- [BRIEF]:
In the records below, find the line containing "Where can the shoreline vegetation" and the line containing "Where can the white kayak"; please repeat exactly the lines from one to the other, both included, and nothing more.
#####
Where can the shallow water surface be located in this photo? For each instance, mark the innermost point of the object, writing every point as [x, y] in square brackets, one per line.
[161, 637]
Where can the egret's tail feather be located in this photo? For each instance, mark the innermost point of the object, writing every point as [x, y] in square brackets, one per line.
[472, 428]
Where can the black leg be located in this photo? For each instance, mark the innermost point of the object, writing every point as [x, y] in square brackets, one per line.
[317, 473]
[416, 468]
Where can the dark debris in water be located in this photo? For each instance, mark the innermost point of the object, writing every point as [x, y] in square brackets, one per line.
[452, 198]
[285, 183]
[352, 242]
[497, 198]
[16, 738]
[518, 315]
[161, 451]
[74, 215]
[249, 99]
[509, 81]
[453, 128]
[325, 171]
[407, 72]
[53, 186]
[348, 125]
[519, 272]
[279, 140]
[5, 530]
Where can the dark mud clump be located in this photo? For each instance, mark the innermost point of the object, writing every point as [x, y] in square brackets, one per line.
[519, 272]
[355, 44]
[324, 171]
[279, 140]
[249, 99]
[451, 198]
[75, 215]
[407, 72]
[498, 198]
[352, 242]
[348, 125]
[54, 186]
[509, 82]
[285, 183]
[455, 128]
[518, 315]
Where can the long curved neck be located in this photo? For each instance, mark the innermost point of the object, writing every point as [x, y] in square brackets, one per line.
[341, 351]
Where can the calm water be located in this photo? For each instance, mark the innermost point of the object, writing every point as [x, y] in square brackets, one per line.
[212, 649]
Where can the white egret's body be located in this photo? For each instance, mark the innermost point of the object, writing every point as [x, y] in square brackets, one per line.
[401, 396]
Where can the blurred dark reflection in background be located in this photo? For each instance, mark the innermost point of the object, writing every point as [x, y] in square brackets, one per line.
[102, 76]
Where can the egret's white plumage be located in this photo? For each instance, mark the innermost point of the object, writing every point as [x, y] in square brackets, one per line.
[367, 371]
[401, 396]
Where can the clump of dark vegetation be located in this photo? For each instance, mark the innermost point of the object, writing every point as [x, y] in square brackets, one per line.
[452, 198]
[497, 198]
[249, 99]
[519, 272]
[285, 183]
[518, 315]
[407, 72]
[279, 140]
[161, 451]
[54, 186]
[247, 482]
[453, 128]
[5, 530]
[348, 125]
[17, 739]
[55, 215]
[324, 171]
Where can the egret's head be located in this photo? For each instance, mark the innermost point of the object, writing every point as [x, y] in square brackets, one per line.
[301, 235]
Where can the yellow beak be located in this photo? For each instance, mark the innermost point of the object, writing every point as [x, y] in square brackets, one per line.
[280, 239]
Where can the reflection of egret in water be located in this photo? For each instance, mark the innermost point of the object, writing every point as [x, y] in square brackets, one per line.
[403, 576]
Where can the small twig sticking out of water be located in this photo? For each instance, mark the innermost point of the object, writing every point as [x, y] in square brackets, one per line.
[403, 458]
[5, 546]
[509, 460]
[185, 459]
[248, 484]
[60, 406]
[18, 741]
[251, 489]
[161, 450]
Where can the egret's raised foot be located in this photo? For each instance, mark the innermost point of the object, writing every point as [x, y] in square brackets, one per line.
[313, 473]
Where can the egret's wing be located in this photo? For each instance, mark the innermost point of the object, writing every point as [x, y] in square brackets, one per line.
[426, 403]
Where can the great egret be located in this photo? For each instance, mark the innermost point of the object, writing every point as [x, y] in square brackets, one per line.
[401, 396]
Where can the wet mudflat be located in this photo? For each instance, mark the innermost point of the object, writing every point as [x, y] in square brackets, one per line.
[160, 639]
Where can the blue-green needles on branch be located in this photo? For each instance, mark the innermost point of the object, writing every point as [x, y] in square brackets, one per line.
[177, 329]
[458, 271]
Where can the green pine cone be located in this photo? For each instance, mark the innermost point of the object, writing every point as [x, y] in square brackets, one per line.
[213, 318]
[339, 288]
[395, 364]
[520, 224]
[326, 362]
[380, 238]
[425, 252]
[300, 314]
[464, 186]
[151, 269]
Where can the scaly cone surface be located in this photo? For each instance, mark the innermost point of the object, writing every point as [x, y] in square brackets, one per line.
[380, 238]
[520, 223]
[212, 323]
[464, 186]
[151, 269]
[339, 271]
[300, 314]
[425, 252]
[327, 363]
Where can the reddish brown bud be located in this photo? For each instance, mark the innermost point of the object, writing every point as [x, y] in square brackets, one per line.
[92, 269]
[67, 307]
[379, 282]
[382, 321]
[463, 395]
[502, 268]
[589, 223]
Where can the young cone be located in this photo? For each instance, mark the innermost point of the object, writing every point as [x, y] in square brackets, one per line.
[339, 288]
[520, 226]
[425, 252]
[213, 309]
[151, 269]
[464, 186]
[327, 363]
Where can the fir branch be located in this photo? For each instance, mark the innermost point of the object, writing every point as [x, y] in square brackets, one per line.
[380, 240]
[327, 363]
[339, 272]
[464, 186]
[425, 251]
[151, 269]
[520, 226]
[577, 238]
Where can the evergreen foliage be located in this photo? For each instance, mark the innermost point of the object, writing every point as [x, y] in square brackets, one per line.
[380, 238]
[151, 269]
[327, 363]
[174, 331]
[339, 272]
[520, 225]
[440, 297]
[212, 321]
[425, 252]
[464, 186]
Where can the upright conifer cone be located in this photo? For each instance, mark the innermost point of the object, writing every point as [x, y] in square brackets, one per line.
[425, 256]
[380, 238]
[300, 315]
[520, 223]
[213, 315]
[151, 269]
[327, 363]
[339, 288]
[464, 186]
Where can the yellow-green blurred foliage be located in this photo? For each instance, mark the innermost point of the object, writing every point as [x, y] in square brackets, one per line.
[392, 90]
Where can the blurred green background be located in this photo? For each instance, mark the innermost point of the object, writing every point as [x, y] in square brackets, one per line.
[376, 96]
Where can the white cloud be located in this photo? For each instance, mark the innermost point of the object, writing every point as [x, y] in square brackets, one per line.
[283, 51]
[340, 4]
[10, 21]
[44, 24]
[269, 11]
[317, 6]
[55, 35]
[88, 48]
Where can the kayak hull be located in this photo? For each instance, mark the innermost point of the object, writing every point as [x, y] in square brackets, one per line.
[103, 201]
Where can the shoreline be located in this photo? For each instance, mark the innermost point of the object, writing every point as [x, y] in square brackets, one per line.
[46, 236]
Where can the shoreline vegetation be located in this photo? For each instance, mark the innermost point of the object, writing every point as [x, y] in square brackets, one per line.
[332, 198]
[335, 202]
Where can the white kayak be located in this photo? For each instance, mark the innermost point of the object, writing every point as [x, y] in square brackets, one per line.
#####
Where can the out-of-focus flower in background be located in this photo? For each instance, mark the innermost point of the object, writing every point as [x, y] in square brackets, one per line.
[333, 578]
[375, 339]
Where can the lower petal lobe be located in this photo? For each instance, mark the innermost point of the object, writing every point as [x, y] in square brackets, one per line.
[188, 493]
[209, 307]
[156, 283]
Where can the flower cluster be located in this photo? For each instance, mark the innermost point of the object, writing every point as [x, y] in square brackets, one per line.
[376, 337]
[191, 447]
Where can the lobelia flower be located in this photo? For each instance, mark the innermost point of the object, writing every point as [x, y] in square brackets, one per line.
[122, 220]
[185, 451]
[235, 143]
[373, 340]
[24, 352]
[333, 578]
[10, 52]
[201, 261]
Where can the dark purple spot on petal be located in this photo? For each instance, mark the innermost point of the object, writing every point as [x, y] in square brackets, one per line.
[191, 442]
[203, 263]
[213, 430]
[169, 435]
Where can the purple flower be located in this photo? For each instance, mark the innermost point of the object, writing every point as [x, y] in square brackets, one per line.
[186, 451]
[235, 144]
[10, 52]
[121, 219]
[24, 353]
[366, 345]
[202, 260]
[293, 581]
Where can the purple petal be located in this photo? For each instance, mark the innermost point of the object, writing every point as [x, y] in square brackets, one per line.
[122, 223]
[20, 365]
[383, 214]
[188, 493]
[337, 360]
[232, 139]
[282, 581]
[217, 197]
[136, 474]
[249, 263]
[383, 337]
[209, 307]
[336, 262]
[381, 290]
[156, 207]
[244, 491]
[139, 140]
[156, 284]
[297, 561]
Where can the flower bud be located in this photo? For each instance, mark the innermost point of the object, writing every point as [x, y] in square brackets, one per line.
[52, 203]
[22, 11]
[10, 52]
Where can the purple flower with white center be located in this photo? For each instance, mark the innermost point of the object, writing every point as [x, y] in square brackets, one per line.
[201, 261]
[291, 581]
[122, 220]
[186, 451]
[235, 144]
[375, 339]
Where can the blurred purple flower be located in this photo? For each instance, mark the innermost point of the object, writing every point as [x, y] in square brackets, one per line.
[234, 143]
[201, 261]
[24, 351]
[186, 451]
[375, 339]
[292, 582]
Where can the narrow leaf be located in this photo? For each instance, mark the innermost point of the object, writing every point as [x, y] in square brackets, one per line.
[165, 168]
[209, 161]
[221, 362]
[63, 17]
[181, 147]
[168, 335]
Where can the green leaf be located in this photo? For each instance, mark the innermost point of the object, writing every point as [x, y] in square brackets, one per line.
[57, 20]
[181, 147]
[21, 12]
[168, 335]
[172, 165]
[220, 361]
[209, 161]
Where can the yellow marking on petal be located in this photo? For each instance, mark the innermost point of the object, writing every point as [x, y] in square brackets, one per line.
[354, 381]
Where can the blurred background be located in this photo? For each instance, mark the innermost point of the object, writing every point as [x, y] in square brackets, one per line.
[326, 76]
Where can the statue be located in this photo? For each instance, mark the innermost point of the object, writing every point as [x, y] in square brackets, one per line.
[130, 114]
#####
- [RESPONSE AREA]:
Where can the shoreline vegetation be located in this photo? For each instance, mark the innermost point of the object, writing every point as [x, y] in square brackets, one per line.
[332, 198]
[335, 202]
Where can the white kayak be located in this photo? For each instance, mark the innermost point of the object, writing every point as [x, y] in square brackets, one per line.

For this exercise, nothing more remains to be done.